▶ **Dataset rows on where objects appear**:

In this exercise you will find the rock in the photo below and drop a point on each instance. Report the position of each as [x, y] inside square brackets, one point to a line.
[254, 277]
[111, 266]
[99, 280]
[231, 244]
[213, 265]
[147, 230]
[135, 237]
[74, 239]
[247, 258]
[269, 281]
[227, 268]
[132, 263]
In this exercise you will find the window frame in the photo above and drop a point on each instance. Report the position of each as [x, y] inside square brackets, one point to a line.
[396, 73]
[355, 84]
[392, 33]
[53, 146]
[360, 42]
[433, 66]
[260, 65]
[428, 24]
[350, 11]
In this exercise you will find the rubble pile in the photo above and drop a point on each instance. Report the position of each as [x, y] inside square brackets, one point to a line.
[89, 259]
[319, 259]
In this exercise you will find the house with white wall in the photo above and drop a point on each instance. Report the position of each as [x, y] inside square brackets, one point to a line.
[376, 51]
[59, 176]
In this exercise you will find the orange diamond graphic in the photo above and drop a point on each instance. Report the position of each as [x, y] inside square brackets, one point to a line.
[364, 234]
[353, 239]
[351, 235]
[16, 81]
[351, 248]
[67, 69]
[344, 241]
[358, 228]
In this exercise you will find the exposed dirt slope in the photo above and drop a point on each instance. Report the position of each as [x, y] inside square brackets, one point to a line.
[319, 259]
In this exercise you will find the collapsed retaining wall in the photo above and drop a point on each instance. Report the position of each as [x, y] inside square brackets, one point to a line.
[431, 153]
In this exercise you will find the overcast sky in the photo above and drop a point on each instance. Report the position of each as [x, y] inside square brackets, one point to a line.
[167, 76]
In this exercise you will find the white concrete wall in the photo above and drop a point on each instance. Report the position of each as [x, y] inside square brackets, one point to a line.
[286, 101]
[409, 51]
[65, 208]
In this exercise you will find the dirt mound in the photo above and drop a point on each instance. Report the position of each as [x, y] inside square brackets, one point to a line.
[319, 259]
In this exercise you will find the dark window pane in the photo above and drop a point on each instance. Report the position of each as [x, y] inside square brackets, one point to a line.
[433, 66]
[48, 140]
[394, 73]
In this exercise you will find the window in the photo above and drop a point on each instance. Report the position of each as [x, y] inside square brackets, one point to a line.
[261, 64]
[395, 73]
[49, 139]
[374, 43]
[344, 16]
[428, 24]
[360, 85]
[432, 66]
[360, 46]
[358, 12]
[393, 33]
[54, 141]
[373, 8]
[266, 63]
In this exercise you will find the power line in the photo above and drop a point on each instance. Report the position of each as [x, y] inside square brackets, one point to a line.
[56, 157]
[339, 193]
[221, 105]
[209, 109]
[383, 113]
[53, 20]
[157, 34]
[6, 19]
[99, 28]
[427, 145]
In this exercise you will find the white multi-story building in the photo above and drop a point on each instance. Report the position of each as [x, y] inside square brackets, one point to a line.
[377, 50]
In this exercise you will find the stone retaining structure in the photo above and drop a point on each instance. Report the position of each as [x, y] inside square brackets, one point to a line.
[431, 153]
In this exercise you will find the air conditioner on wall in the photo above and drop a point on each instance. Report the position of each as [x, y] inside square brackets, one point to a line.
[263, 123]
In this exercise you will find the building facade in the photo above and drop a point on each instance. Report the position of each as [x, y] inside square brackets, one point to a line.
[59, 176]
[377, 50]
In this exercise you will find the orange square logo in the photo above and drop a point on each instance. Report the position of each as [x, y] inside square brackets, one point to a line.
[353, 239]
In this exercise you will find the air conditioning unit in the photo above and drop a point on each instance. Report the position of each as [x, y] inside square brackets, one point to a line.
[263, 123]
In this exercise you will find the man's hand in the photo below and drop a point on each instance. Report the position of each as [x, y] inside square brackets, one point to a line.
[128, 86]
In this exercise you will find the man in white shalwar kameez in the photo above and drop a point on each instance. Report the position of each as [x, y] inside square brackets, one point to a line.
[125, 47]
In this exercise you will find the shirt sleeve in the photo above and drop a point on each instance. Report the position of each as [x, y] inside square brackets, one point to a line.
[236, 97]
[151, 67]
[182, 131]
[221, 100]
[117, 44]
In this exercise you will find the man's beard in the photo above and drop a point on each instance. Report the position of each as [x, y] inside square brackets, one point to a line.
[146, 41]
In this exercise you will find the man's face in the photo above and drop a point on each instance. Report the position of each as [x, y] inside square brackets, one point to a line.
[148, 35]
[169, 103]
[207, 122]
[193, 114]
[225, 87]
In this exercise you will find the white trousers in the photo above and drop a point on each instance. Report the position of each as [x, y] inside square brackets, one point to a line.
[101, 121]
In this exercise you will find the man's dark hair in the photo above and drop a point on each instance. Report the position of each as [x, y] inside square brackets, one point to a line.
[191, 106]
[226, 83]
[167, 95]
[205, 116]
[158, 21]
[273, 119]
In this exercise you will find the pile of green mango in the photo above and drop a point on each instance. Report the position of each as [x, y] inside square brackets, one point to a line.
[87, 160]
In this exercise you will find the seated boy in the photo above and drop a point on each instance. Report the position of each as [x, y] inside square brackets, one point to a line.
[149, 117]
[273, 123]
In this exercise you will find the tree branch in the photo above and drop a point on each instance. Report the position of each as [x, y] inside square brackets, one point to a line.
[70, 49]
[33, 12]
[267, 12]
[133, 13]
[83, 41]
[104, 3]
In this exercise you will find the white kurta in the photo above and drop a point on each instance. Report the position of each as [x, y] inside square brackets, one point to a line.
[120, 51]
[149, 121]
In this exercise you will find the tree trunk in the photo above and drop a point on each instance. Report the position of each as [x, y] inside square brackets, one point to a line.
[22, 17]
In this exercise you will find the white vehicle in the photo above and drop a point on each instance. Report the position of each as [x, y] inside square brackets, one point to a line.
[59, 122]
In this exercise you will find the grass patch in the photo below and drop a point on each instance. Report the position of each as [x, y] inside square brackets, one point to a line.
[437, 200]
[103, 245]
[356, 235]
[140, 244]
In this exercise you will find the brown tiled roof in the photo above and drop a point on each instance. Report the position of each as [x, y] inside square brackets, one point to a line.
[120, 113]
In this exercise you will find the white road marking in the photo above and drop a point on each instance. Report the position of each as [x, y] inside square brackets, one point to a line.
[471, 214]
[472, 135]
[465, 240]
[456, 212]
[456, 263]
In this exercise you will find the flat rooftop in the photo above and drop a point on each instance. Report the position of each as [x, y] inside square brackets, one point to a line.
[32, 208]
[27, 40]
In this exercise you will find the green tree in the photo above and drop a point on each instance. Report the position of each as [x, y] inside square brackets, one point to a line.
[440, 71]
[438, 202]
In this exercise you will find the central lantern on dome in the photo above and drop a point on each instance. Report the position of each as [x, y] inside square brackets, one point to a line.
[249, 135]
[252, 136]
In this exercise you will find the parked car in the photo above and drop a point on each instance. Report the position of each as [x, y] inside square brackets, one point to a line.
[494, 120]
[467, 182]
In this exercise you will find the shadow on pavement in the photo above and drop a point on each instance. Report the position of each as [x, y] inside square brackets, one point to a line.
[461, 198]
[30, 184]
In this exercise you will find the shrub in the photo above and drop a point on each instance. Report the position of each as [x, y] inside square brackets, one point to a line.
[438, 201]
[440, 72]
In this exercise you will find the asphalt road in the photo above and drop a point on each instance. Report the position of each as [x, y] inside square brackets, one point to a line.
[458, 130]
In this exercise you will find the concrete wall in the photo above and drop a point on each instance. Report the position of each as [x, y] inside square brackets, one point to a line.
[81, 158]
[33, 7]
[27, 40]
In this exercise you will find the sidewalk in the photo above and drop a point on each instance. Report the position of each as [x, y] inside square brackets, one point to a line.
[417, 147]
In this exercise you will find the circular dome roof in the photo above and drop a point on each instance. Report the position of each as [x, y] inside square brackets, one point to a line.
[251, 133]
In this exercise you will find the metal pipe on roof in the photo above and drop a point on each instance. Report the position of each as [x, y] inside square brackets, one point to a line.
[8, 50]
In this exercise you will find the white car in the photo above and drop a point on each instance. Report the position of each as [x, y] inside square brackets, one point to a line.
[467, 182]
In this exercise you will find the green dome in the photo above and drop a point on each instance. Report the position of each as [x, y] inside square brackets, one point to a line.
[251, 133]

▶ **WHAT YOU HAVE TO DO**: Exact repetition is required for the lines from the one that contains "In this exercise you will find the sidewalk" through the final line; leave out everything else.

▶ **SOLUTION FOR THIS EXERCISE**:
In this exercise you will find the sidewalk in the photo above and drop a point on each instance. Report the position of each as [x, y] inside square brackets, one point to a line.
[417, 147]
In this exercise you will find the circular dome roof in the photo above and drop a point on each instance. Report the position of each as [x, y] inside square brackets, one point to a line.
[251, 133]
In this exercise you will find the metal pipe on roof in the photo above and drop a point on each instance. Report the position of each as [x, y] inside square brackets, one point to a line.
[8, 50]
In this exercise you will find the white car in the photo above and drop a point on each instance. Report the position of each as [x, y] inside square brackets, one point to a line.
[467, 182]
In this exercise you will find the green dome in the photo above and drop a point on each instance. Report the position of each as [x, y] inside square brackets, one point to a line.
[251, 133]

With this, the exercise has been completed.